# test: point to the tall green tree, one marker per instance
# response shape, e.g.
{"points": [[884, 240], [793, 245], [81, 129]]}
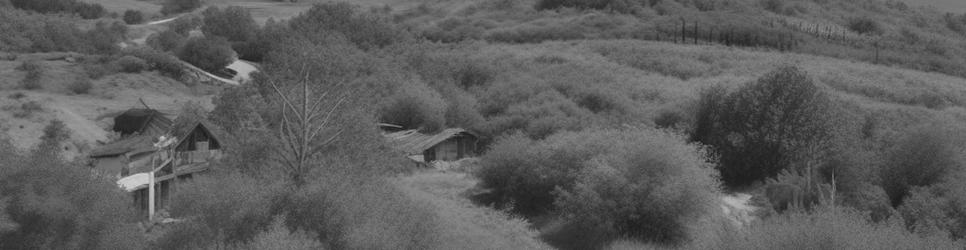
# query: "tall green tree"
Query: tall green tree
{"points": [[782, 121]]}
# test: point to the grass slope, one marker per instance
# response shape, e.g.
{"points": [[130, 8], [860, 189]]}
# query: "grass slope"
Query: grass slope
{"points": [[86, 115]]}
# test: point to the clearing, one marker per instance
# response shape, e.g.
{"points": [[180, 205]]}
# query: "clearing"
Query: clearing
{"points": [[87, 116]]}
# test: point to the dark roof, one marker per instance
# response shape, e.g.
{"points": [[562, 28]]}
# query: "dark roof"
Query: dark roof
{"points": [[413, 142], [144, 142], [133, 144], [141, 122]]}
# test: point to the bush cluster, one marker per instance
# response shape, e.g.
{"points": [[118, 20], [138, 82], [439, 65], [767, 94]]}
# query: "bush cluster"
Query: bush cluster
{"points": [[84, 9], [133, 17], [80, 86], [34, 70], [131, 64], [27, 32], [773, 124], [607, 184], [208, 53], [415, 107], [179, 6], [158, 60]]}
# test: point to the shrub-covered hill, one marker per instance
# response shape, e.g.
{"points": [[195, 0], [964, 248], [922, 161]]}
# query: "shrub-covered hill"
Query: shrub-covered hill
{"points": [[544, 88], [883, 32]]}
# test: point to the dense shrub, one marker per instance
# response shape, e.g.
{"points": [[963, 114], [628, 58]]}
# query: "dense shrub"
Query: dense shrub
{"points": [[527, 33], [178, 6], [824, 228], [131, 64], [56, 205], [133, 17], [208, 53], [160, 61], [864, 25], [280, 237], [185, 24], [782, 121], [233, 207], [233, 23], [616, 5], [83, 9], [80, 86], [167, 40], [923, 157], [415, 108], [650, 186], [34, 70]]}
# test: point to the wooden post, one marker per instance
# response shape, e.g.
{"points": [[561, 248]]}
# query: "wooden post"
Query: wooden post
{"points": [[684, 31], [876, 46]]}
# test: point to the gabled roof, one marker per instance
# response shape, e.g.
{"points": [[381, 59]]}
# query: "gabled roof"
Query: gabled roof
{"points": [[145, 142], [413, 142], [142, 122]]}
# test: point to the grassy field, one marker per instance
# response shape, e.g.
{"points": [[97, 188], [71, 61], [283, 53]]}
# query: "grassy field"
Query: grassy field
{"points": [[954, 6], [120, 6]]}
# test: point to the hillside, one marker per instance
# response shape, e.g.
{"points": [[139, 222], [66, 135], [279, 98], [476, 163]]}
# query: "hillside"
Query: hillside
{"points": [[612, 124], [87, 115]]}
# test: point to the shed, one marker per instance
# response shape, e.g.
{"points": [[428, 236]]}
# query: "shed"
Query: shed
{"points": [[141, 121], [448, 145]]}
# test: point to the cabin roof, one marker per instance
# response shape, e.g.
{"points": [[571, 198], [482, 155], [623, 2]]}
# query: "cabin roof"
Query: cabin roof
{"points": [[413, 142], [145, 142], [133, 144]]}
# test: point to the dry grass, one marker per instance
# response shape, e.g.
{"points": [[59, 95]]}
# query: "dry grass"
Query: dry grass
{"points": [[954, 6], [120, 6], [85, 115]]}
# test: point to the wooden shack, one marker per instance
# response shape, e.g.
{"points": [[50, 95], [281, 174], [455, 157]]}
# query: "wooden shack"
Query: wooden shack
{"points": [[136, 156], [448, 145]]}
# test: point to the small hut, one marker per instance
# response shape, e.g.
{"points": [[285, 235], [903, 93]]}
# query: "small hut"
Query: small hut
{"points": [[135, 157], [448, 145]]}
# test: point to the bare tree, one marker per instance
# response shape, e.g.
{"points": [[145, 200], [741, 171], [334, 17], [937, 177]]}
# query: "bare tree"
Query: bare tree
{"points": [[306, 127]]}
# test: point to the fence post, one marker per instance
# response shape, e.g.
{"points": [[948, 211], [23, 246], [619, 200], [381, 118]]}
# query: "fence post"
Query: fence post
{"points": [[696, 33], [684, 31]]}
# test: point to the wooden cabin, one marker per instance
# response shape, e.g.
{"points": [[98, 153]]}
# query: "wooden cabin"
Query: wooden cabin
{"points": [[133, 158], [448, 145]]}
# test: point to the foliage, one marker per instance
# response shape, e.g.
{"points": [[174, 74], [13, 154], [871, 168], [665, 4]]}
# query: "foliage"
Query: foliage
{"points": [[824, 228], [782, 121], [232, 207], [651, 186], [864, 25], [233, 23], [131, 64], [81, 85], [185, 24], [279, 237], [160, 61], [415, 107], [168, 40], [179, 6], [208, 53], [133, 17], [57, 205], [34, 70]]}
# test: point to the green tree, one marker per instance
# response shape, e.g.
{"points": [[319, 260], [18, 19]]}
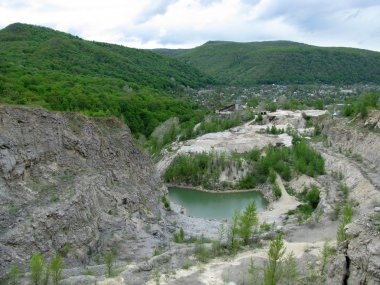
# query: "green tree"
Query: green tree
{"points": [[15, 275], [108, 259], [56, 266], [326, 254], [345, 219], [247, 221], [273, 270], [234, 231], [290, 272], [36, 266]]}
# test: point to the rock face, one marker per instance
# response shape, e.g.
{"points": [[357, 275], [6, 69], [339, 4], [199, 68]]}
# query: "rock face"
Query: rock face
{"points": [[358, 259], [353, 141], [73, 185]]}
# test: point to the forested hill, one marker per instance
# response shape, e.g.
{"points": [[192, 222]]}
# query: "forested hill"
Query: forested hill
{"points": [[281, 62], [41, 66]]}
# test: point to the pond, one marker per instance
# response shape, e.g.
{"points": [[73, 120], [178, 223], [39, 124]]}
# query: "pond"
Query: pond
{"points": [[214, 205]]}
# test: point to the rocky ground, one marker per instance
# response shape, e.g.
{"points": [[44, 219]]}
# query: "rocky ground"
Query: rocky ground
{"points": [[352, 159], [107, 197]]}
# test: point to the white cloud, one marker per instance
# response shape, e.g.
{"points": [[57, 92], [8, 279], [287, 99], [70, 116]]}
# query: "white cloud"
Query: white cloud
{"points": [[186, 23]]}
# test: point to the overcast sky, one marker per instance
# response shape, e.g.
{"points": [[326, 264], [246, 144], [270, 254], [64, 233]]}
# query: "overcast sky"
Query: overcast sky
{"points": [[188, 23]]}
----
*Challenge*: Reproduce nothing but the lines from the line containing "# test: point to the rock face, one" to the last line of the data, each exactly as written.

*Task answer*:
# test: point to the rock face, one marker per instance
# response shape, e.g.
{"points": [[357, 275], [6, 69], [339, 4], [199, 68]]}
# query: "rock face"
Query: rock face
{"points": [[358, 259], [353, 141], [73, 185]]}
# test: point to the forested hill, one marker per instance
# response shape, e.g.
{"points": [[192, 222]]}
# query: "forested hill"
Query: forested hill
{"points": [[281, 62], [41, 66]]}
# test: point to the pond, one marker per instance
# response shape, e.g.
{"points": [[73, 120], [178, 223], [39, 124]]}
# query: "pond"
Query: pond
{"points": [[214, 205]]}
# test: point to the rocky ground, one marker per instance
# response shape, e.g.
{"points": [[44, 219]]}
# query: "rocky ground"
Query: rocky ground
{"points": [[352, 159], [107, 197]]}
# test: point to the white cloud, one marker per instance
# response shape, e.g.
{"points": [[57, 92], [8, 279], [287, 99], [70, 116]]}
# query: "white cloud"
Query: white cloud
{"points": [[186, 23]]}
# test: point to the overcast sky, one marker per instance
# response shape, e.g.
{"points": [[326, 264], [246, 144], [270, 254], [64, 233]]}
# query: "overcast sky"
Query: overcast sky
{"points": [[188, 23]]}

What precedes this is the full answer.